*Work order*.
From the first line to the last, print the records exactly.

*Dataset records*.
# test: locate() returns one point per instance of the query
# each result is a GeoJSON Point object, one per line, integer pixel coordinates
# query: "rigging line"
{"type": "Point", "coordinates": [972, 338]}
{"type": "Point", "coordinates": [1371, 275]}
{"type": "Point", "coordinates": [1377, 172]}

*Answer to this task*.
# test: locate() returns one point per instance of the query
# each result is a GeoJSON Point object, one per line, integer pixel coordinates
# query: "rigging line"
{"type": "Point", "coordinates": [972, 338]}
{"type": "Point", "coordinates": [1371, 275]}
{"type": "Point", "coordinates": [1377, 172]}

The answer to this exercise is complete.